● To-do list:
(1) Determine whether each of the following statements agrees with the game recommendations passage, answering yes or no and quoting the deciding words of the passage: (a) GTNH is called the biggest and most complex Minecraft modpack; (b) plain vanilla Minecraft would not make the list without GTNH; (c) estimates put the time needed to complete GTNH at 600 to 1500 hours.
(2) Write the next part of the game recommendations passage, beginning after its final sentence.

● Text passage:
######
The skill ceiling is as high as it gets too, with many creators grinding for dozens of hours to clear and upload a single diabolical course.
As a huge bonus, learning to design fun levels is a creative outlet and very difficult. This is the only game here where you can make your own games!

Minecraft is certainly a desert island game, as evidenced by its perpetual relevance 15+ years after the initial release. It is just a fun place to design stuff. GTNH is the biggest and most complex Minecraft modpack.
It adds multiple thousands of hours of just progressive technology and automation recipe content, while you progress from stone age recipes through multiple levels of space ages. You go from improving pickaxes to building nuclear reactors component-by-component. There is nothing like this game.
Due to the sandbox creative aspect, plain old vanilla Minecraft would make my list alone, but I’ve seen estimates that GTNH takes 6000-15000 hours to complete. It is genuinely next level for maximalists who want the most stuff in a game. It’s hard to believe it’s free or that it exists at all.
######
[Records held in a dataset]
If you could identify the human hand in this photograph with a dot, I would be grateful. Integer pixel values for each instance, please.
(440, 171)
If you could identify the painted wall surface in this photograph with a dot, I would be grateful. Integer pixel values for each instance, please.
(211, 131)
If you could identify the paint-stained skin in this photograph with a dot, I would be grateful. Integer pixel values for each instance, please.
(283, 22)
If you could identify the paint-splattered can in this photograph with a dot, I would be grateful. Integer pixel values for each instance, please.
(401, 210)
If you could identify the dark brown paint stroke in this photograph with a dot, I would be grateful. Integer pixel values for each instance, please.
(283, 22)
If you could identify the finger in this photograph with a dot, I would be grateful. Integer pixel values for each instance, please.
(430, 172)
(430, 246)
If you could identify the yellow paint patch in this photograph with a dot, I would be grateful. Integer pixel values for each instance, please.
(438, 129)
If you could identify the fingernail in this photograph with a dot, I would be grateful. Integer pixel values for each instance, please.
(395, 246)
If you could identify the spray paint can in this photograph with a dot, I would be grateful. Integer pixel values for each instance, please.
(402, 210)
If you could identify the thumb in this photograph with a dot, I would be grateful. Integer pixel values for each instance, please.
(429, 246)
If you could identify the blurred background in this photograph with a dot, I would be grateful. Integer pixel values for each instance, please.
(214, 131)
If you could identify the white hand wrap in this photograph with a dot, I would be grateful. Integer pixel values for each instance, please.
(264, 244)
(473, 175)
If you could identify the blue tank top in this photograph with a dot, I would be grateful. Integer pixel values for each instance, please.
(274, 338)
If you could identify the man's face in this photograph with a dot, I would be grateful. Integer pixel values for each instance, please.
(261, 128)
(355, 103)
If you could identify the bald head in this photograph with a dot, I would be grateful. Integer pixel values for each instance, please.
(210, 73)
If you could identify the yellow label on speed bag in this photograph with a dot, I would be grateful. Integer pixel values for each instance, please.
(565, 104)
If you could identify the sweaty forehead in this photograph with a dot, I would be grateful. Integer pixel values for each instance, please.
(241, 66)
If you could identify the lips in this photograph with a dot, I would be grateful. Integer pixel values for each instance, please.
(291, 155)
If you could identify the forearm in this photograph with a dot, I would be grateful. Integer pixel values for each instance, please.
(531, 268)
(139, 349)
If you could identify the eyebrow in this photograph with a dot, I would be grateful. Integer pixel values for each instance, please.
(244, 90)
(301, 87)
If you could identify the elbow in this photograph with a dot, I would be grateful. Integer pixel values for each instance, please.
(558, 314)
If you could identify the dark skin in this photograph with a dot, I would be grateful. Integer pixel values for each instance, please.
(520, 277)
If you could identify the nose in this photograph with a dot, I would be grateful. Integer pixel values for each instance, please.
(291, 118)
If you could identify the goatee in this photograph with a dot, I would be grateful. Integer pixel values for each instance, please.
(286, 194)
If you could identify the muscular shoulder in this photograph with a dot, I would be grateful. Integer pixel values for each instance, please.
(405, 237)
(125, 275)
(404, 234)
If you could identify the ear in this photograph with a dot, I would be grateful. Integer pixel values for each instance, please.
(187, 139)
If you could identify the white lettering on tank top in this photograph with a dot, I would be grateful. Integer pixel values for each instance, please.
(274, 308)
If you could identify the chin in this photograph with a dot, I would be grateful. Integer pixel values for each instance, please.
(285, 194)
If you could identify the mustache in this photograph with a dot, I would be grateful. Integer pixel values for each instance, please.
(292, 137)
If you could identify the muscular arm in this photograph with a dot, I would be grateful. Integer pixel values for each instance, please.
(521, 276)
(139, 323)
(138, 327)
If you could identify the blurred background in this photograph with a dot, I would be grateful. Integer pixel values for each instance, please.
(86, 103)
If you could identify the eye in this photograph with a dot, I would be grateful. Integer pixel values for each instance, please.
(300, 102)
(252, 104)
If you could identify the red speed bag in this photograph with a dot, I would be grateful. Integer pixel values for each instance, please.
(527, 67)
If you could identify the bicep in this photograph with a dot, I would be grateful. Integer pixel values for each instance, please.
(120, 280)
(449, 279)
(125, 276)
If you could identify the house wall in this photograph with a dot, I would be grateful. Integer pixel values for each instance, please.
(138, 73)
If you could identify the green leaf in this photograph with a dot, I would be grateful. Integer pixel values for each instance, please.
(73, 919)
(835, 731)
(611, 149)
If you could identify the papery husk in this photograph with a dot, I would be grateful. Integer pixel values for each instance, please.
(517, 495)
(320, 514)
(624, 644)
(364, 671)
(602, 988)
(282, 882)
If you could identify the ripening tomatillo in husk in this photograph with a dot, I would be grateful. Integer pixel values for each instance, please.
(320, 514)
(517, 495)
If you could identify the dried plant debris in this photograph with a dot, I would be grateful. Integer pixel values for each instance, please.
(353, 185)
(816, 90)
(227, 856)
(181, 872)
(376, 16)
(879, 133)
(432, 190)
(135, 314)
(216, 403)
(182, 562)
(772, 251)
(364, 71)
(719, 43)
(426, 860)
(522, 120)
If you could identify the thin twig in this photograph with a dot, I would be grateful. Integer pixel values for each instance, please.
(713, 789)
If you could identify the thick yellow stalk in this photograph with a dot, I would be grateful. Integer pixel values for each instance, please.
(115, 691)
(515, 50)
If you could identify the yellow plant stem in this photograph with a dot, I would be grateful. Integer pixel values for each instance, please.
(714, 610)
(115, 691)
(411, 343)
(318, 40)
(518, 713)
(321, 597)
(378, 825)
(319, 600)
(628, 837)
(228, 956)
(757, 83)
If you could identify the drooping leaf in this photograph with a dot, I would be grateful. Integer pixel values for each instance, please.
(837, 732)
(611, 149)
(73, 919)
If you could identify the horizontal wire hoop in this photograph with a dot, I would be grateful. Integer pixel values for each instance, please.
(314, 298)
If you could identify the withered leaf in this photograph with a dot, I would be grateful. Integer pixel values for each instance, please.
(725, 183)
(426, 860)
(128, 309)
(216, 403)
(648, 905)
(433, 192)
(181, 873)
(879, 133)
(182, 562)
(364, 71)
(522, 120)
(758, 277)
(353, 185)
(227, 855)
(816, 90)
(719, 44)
######
● Answers for the exercise:
(1)
(a) Yes: "GTNH is the biggest and most complex Minecraft modpack."
(b) No: "plain old vanilla Minecraft would make my list alone"
(c) No: "GTNH takes 6000-15000 hours to complete"

(2)
For a sandbox without a years-long guided list of goals, I’d play one of:
Both of these are balanced around not having The End, elytra, villagers, or enchantment tables, which are all some of the worst-designed and least balanced parts of vanilla Minecraft.

I’ve played 1000+ hours co-op without even being halfway done, so Pyanodons Mods easily meet the 3000+ hour benchmark especially with Hard Mode. These mods (and, yes, you should install all of them) add extremely large, complex, realistic, and unbalanced production chains to Factorio. You will have factories that take 7 inputs and output both useful products and byproducts you have to deal with. Each of those 7 production chains is working at a different rate, all with their own complex bottlenecks and problems.
It has a very Runescape feel of setting your own web of goals like “I need A to get B to get C” without being able to conceptualize the entire roadmap for your future progress. There are dozens of ores and materials to mine and process, compared to the small handful of vanilla Factorio. Progress is slow and it’s always worth using your new research, unlike vanilla Factorio where progression is too fast to even require implementing a lot of tech.
After our first 1000 hours with Pyanodons, my wife and I breezed through vanilla Factorio in about 50 hours. We found it simple and boring by comparison as it offers almost zero logistical friction.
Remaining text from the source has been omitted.